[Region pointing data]
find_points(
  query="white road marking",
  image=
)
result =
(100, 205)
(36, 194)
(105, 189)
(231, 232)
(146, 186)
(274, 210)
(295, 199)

=== Task description ===
Every piece of the data is to be set down again exactly.

=== Solved problem ===
find_points(
  query="white road marking",
  image=
)
result =
(100, 205)
(36, 194)
(105, 189)
(231, 232)
(146, 186)
(274, 210)
(295, 199)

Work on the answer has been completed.